• **Exercise objective**: Recast the material below as a Markdown table with the columns Row and Entry. Cover only the lines from the one holding "Return one point per instance of the blue cooler" through the end of the material, inclusive, and leave out blank lines.

• **Raw records**:
━━━━━━━━━━━━━━━━━━━━

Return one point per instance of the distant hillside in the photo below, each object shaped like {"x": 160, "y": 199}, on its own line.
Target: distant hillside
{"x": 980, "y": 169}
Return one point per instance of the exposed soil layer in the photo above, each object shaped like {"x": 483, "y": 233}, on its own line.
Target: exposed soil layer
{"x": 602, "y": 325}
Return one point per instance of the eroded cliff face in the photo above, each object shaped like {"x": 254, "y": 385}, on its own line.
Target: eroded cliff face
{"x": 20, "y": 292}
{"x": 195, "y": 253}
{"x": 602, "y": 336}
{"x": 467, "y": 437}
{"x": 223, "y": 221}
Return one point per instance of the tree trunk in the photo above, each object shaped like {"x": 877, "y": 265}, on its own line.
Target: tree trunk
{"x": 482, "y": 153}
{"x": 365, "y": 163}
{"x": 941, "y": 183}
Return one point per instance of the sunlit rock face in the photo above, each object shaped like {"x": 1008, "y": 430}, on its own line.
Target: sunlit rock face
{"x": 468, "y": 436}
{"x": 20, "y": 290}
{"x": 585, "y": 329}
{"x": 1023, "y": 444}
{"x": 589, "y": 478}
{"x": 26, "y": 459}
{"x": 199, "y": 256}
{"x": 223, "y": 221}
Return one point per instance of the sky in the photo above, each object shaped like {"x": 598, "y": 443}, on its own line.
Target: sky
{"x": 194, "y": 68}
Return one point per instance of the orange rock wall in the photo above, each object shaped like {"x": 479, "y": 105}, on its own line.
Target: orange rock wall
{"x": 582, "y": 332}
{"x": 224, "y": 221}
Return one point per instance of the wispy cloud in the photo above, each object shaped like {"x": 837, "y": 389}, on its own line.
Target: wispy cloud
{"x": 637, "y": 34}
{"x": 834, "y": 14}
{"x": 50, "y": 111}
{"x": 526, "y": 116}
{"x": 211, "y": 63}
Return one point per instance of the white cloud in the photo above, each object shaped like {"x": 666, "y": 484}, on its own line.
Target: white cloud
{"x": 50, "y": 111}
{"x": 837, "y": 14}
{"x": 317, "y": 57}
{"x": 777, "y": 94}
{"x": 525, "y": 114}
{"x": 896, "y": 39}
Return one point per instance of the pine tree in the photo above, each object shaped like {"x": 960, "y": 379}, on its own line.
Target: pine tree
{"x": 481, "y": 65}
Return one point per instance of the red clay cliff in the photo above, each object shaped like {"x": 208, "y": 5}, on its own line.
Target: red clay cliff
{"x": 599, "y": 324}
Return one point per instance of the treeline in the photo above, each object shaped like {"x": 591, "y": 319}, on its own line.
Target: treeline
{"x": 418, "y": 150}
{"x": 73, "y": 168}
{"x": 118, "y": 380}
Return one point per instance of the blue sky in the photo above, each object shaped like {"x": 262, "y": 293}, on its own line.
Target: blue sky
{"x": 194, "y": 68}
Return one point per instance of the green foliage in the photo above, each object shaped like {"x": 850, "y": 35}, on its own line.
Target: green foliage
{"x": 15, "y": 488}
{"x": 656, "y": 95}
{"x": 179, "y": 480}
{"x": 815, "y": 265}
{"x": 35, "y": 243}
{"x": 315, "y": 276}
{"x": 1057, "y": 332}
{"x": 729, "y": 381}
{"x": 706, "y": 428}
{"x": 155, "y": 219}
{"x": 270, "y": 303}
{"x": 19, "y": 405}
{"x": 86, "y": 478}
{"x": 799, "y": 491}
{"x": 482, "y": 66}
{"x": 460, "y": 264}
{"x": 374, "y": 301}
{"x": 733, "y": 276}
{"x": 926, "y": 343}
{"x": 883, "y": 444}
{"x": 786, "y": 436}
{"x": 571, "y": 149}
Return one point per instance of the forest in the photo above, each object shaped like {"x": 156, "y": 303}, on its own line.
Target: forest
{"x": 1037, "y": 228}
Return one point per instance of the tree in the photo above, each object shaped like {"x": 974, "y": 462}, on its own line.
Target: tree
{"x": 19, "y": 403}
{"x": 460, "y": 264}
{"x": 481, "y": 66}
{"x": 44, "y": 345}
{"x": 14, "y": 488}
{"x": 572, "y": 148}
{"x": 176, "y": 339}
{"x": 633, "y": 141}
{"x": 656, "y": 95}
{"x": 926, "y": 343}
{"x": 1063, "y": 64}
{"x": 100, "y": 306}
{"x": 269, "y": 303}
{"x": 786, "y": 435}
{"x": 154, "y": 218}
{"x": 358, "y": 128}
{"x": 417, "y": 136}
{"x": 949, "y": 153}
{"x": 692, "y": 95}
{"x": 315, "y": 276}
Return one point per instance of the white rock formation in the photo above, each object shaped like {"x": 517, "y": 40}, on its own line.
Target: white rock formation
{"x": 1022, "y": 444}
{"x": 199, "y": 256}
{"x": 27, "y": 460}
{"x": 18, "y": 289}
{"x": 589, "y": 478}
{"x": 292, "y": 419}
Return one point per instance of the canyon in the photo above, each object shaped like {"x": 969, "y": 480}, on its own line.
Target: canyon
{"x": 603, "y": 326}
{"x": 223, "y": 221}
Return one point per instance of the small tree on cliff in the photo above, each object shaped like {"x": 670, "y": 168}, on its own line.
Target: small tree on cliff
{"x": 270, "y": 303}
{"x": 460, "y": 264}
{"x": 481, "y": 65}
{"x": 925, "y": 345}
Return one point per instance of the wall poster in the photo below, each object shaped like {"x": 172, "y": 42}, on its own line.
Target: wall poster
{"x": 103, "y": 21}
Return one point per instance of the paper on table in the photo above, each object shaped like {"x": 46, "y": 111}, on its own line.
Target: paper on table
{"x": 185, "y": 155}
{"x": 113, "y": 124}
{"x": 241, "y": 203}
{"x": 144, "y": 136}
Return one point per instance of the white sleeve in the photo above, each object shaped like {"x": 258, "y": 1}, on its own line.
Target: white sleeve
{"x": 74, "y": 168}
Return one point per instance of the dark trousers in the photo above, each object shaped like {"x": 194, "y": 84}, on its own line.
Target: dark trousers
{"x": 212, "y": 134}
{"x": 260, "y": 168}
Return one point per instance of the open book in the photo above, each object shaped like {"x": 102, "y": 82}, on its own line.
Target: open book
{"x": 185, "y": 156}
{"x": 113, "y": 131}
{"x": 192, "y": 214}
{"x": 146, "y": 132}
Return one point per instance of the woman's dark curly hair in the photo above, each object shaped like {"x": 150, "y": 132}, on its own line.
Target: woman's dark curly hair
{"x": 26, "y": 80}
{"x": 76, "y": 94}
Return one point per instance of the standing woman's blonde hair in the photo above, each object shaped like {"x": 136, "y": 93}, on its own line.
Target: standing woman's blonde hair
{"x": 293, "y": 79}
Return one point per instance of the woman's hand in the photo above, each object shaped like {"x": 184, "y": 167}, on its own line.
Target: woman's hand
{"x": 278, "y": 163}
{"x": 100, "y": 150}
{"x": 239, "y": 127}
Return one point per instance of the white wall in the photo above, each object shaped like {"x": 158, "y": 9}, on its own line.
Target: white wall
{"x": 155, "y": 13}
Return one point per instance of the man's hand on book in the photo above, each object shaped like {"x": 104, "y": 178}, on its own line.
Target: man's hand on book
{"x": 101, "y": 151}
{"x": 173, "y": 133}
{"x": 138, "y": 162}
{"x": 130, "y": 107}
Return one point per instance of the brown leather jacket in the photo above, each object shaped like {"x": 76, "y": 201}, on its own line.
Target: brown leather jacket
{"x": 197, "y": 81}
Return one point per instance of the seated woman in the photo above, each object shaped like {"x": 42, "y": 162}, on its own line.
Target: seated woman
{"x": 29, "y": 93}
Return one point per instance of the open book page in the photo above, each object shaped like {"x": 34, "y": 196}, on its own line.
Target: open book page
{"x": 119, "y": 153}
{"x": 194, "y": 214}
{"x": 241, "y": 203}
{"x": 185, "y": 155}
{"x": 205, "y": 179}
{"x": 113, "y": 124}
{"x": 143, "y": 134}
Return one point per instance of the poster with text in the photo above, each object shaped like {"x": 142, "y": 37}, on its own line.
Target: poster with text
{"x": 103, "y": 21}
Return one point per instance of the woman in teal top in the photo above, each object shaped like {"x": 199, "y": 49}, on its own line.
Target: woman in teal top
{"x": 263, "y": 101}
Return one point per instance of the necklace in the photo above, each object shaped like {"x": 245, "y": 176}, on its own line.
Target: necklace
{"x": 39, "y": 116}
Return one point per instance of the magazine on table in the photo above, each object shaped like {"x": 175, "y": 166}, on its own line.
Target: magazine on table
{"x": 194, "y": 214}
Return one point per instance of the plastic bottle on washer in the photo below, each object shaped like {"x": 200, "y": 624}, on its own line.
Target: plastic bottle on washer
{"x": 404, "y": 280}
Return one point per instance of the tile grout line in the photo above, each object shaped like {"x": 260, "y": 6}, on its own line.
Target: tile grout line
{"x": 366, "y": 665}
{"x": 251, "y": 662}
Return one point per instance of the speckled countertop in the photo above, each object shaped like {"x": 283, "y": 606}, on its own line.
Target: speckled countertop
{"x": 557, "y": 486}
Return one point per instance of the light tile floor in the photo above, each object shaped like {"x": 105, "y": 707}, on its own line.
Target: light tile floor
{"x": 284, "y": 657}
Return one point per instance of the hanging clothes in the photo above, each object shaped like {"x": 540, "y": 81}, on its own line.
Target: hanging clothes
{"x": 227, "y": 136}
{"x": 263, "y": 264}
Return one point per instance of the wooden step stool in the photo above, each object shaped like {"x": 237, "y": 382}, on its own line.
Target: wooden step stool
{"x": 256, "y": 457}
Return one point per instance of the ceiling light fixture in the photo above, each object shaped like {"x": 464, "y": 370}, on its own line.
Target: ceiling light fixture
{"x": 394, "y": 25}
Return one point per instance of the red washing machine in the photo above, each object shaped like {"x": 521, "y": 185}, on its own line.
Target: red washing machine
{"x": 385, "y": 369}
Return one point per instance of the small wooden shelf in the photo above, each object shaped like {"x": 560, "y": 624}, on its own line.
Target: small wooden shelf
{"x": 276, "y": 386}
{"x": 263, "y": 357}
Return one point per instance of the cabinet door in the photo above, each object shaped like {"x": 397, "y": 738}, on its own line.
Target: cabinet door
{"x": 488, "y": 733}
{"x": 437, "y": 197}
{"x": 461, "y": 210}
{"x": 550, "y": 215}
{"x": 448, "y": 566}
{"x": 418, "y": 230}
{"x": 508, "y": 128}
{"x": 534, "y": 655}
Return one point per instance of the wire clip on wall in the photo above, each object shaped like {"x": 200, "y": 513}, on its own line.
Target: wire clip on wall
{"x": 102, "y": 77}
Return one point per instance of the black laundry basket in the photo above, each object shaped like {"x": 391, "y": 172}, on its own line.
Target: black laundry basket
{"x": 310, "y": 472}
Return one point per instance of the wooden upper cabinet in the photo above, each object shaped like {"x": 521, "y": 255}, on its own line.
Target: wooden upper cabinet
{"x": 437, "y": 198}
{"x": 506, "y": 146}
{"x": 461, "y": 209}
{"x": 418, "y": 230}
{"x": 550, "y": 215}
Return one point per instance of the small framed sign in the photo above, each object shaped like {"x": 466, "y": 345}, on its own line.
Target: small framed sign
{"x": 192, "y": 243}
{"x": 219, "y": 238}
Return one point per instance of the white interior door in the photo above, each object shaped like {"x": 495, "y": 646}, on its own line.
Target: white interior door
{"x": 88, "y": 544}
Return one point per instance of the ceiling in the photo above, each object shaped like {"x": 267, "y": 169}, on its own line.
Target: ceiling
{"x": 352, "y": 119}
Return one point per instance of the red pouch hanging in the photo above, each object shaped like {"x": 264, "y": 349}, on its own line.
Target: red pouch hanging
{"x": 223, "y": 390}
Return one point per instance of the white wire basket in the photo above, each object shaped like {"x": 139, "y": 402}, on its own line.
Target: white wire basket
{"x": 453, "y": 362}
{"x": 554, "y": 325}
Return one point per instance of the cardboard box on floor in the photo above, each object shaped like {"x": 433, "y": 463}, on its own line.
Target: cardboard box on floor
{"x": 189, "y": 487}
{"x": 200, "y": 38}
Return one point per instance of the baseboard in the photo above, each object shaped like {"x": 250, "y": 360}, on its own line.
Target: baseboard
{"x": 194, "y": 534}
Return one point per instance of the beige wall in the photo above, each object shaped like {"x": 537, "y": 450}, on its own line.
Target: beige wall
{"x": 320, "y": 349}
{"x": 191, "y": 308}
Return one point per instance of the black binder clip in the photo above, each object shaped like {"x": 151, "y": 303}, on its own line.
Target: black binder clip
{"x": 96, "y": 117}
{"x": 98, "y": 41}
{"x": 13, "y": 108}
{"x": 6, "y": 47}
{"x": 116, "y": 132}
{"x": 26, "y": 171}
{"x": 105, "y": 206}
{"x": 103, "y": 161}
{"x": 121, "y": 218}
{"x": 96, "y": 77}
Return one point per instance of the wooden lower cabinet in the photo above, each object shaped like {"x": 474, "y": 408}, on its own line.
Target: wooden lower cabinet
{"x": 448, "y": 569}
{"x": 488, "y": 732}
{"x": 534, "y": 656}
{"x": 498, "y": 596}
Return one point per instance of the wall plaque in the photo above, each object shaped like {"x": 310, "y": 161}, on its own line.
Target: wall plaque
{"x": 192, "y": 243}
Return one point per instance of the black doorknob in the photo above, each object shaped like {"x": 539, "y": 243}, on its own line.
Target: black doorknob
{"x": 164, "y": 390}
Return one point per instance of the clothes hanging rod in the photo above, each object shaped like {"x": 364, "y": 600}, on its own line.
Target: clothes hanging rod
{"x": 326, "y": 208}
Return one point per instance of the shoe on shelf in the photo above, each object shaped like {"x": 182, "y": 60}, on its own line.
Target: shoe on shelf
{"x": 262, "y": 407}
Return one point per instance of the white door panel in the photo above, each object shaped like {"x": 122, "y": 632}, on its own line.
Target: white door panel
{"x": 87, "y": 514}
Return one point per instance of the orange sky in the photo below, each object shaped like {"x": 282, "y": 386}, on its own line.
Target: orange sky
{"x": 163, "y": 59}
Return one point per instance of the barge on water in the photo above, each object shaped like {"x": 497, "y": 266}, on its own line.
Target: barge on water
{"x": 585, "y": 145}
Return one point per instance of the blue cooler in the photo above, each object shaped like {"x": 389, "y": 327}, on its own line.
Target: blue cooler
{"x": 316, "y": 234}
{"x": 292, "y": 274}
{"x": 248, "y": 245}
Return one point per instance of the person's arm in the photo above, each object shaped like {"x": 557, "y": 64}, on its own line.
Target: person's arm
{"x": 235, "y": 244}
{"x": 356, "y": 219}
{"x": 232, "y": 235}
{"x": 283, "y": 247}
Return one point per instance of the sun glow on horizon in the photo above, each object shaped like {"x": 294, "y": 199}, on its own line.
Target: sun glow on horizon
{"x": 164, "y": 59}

━━━━━━━━━━━━━━━━━━━━

• **Exercise result**:
| Row | Entry |
|---|---|
| 1 | Return one point per instance of the blue cooler in the photo above, each object shaped like {"x": 389, "y": 327}, on its own line. |
| 2 | Target: blue cooler |
| 3 | {"x": 316, "y": 234} |
| 4 | {"x": 292, "y": 274} |
| 5 | {"x": 248, "y": 245} |
| 6 | Return one point per instance of the person's arm in the photo above, each object shaped like {"x": 557, "y": 64}, on its own line. |
| 7 | Target: person's arm |
| 8 | {"x": 235, "y": 244} |
| 9 | {"x": 356, "y": 219} |
| 10 | {"x": 232, "y": 235} |
| 11 | {"x": 283, "y": 247} |
| 12 | Return one point per instance of the sun glow on horizon in the photo above, each object shaped like {"x": 294, "y": 199}, on its own line. |
| 13 | Target: sun glow on horizon |
| 14 | {"x": 164, "y": 59} |